L’archivio della rubrica «Russia»
Stamattina la Duma (Camera bassa del Parlamento russo) ha approvato in terza e ultima lettura le modifiche al testo costituzionale russo. Su 426 deputati presenti, 383 hanno votato a favore e 43 si sono astenuti. Per una serie di motivi non trovo per ora molto sensato commentare il contenuto tecnico di tutte le modifiche. In primo luogo, perché alla seconda lettura (svoltasi ieri pomeriggio) ne sono state proposte 390, e chissà quante altre sorprese arriveranno prima della approvazione da parte della Camera alta. In secondo luogo, ho paura di affrontare l’argomento perché l’attuale «riforma» rappresenta una grave forma della schizofrenia giuridica. Riconosco, però, che prima o poi almeno un commento breve dovrà essere fatto.
Oggi, invece, preferirei concentrarmi su un triste e piccolo fatto.
Non penso che qualcuno dei miei lettori sia sorpreso dal fatto che Vladimir Putin vuole rimanere al potere fino alla fine (fortunatamente, per cause naturali tale fine è sempre più vicina). Sin dall’inizio è stato altrettanto evidente che l’obiettivo principale della riforma è il mantenimento di Putin al potere. Ed ecco che, proprio ieri, ne abbiamo avuto una conferma ufficiale.
Come probabilmente sapete, la Costituzione russa consente alla medesima persona di ricoprire la carica presidenziale per massimo due mandati consecutivi. Tale formula dovrebbe, pare, rimanere anche nella costituzione riformata. Di conseguenza, Vladimir Putin, che nel 2024 finisce la sua seconda coppia di mandati, dovrebbe dovuto inventarsi qualche trucco per rimanere al potere: annullare il limite di mandati, istituire qualche nuova carica apposita o diventare il primo ministro per un mandato come è già accaduto tra il 2008 e il 2012. La sua idea di riformare la Costituzione ha però fatto pensare a tutti che la scelta fosse tra le prime due opzioni.

## [Dati mostrati]
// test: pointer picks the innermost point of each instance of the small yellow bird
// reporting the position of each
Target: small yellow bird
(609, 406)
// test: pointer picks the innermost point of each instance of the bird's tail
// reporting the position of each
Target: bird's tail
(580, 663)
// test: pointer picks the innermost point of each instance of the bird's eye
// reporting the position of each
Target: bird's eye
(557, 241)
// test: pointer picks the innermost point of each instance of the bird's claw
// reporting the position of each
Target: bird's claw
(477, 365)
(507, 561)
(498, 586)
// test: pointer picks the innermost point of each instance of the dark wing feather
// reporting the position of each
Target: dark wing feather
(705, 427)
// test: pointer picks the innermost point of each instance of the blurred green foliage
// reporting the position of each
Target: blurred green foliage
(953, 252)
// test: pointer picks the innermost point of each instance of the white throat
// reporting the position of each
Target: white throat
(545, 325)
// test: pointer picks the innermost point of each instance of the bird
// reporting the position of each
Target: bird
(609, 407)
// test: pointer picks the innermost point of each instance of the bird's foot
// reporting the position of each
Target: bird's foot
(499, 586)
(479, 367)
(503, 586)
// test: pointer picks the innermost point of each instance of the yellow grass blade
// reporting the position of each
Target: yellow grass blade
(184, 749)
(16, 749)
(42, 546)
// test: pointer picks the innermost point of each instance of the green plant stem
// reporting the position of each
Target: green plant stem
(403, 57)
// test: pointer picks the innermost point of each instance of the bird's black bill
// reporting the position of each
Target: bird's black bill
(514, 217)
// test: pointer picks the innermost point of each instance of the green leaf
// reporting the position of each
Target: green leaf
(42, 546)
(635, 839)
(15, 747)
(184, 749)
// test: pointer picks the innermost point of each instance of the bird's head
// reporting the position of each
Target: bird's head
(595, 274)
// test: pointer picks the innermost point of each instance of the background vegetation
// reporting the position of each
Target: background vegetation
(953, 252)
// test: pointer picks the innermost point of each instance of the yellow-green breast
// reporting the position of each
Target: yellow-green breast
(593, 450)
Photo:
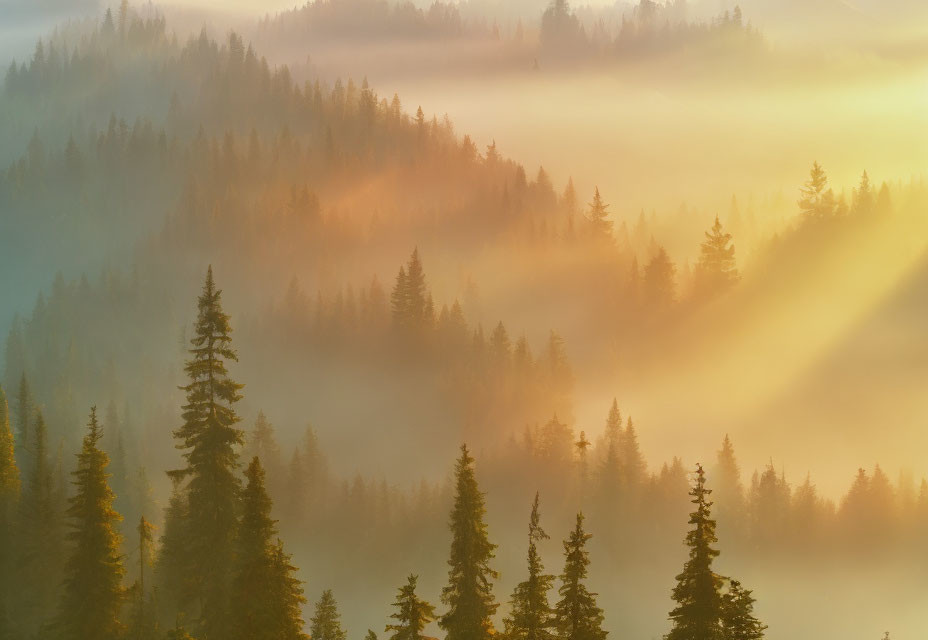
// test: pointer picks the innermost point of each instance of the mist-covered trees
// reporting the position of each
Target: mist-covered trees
(817, 201)
(326, 622)
(412, 613)
(469, 593)
(210, 439)
(93, 591)
(716, 271)
(576, 614)
(698, 614)
(266, 597)
(530, 616)
(9, 496)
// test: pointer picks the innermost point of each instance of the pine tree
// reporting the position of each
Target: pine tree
(174, 579)
(412, 613)
(738, 621)
(9, 496)
(659, 280)
(729, 491)
(531, 617)
(816, 200)
(599, 220)
(142, 621)
(576, 615)
(326, 623)
(697, 593)
(93, 574)
(210, 437)
(716, 270)
(262, 443)
(469, 593)
(41, 537)
(863, 201)
(25, 412)
(266, 599)
(634, 467)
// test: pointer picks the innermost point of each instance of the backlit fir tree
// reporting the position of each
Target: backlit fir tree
(93, 593)
(266, 599)
(9, 495)
(716, 271)
(738, 621)
(469, 593)
(210, 439)
(531, 617)
(412, 613)
(576, 615)
(698, 614)
(326, 623)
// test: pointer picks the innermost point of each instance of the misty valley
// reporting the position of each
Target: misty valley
(527, 320)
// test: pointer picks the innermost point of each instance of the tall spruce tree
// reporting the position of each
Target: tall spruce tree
(698, 614)
(266, 599)
(41, 548)
(600, 223)
(738, 621)
(143, 624)
(326, 623)
(716, 271)
(93, 592)
(9, 496)
(531, 617)
(469, 593)
(209, 438)
(576, 615)
(412, 613)
(25, 414)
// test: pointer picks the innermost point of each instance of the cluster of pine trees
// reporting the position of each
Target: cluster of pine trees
(221, 568)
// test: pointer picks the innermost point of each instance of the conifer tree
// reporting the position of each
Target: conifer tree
(142, 621)
(326, 623)
(209, 438)
(41, 537)
(698, 614)
(25, 412)
(634, 467)
(93, 574)
(816, 200)
(738, 621)
(576, 615)
(266, 598)
(659, 280)
(716, 271)
(469, 593)
(9, 496)
(599, 220)
(412, 613)
(531, 617)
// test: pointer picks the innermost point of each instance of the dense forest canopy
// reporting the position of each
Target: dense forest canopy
(298, 292)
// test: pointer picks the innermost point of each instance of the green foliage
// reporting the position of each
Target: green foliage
(716, 271)
(576, 615)
(469, 593)
(266, 598)
(326, 622)
(209, 438)
(412, 613)
(531, 617)
(9, 495)
(40, 536)
(738, 621)
(697, 593)
(817, 200)
(93, 593)
(599, 221)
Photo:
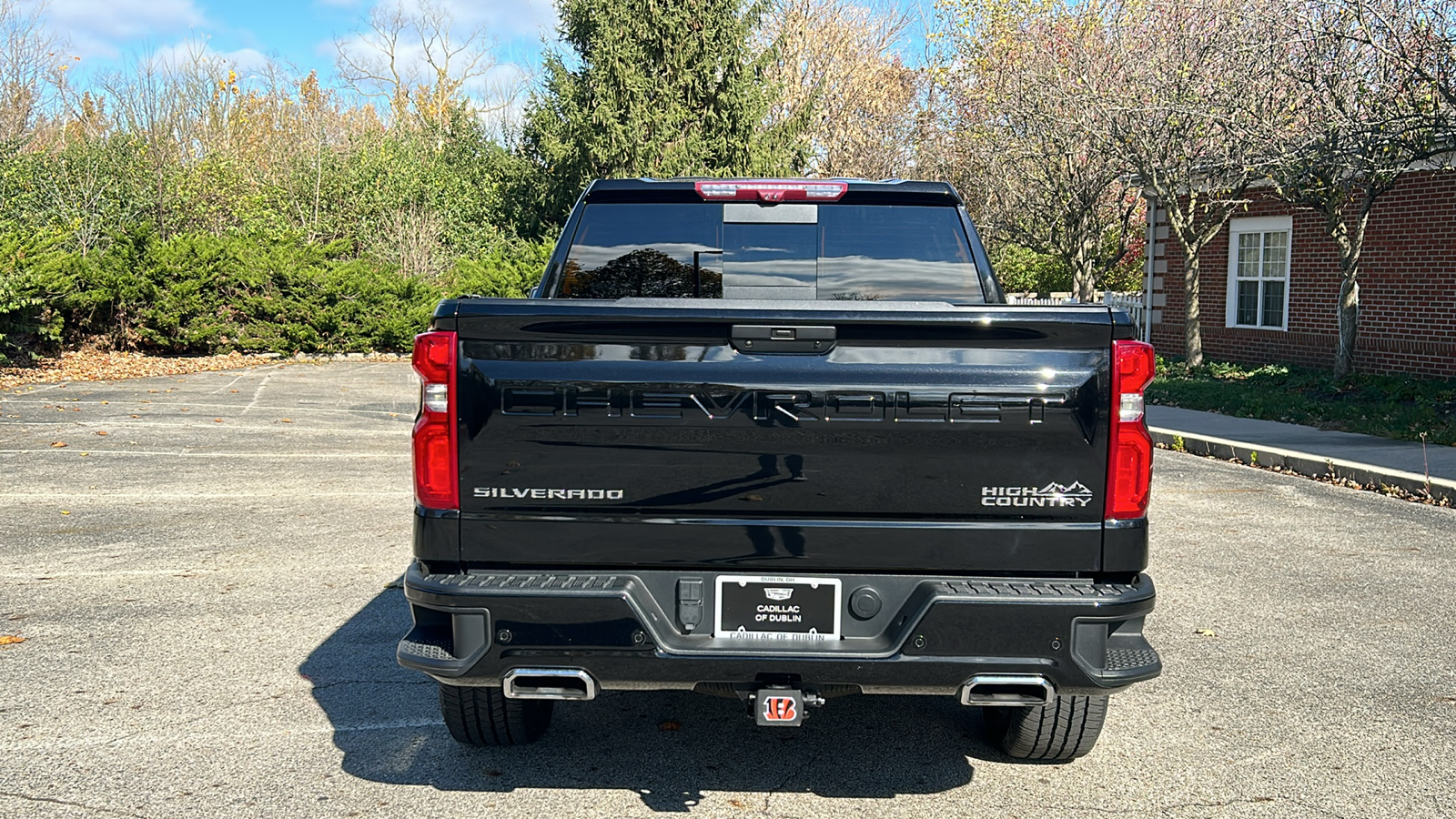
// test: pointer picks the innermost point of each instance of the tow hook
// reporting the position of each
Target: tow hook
(783, 705)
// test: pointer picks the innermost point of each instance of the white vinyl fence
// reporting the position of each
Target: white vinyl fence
(1130, 302)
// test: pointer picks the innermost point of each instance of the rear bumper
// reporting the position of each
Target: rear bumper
(931, 637)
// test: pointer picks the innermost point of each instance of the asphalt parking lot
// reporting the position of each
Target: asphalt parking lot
(206, 581)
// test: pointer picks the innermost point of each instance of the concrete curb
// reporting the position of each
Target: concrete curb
(1305, 464)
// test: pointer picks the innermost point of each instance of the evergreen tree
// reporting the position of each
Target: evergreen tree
(652, 87)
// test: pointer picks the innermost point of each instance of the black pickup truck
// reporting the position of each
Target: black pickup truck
(779, 442)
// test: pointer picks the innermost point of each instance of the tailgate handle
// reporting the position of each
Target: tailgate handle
(783, 339)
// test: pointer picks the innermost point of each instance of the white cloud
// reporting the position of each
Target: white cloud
(98, 28)
(194, 50)
(502, 19)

## [Compito da svolgere]
Citare per intero, senza alcuna modifica, il brano sulla riforma costituzionale russa. Si utilizza esclusivamente il brano come fonte.

## [Risultato ottenuto]
L’archivio della rubrica «Russia»
Stamattina la Duma (Camera bassa del Parlamento russo) ha approvato in terza e ultima lettura le modifiche al testo costituzionale russo. Su 426 deputati presenti, 383 hanno votato a favore e 43 si sono astenuti. Per una serie di motivi non trovo per ora molto sensato commentare il contenuto tecnico di tutte le modifiche. In primo luogo, perché alla seconda lettura (svoltasi ieri pomeriggio) ne sono state proposte 390, e chissà quante altre sorprese arriveranno prima della approvazione da parte della Camera alta. In secondo luogo, ho paura di affrontare l’argomento perché l’attuale «riforma» rappresenta una grave forma della schizofrenia giuridica. Riconosco, però, che prima o poi almeno un commento breve dovrà essere fatto.
Oggi, invece, preferirei concentrarmi su un triste e piccolo fatto.
Non penso che qualcuno dei miei lettori sia sorpreso dal fatto che Vladimir Putin vuole rimanere al potere fino alla fine (fortunatamente, per cause naturali tale fine è sempre più vicina). Sin dall’inizio è stato altrettanto evidente che l’obiettivo principale della riforma è il mantenimento di Putin al potere. Ed ecco che, proprio ieri, ne abbiamo avuto una conferma ufficiale.
Come probabilmente sapete, la Costituzione russa consente alla medesima persona di ricoprire la carica presidenziale per massimo due mandati consecutivi. Tale formula dovrebbe, pare, rimanere anche nella costituzione riformata. Di conseguenza, Vladimir Putin, che nel 2024 finisce la sua seconda coppia di mandati, dovrebbe dovuto inventarsi qualche trucco per rimanere al potere: annullare il limite di mandati, istituire qualche nuova carica apposita o diventare il primo ministro per un mandato come è già accaduto tra il 2008 e il 2012. La sua idea di riformare la Costituzione ha però fatto pensare a tutti che la scelta fosse tra le prime due opzioni.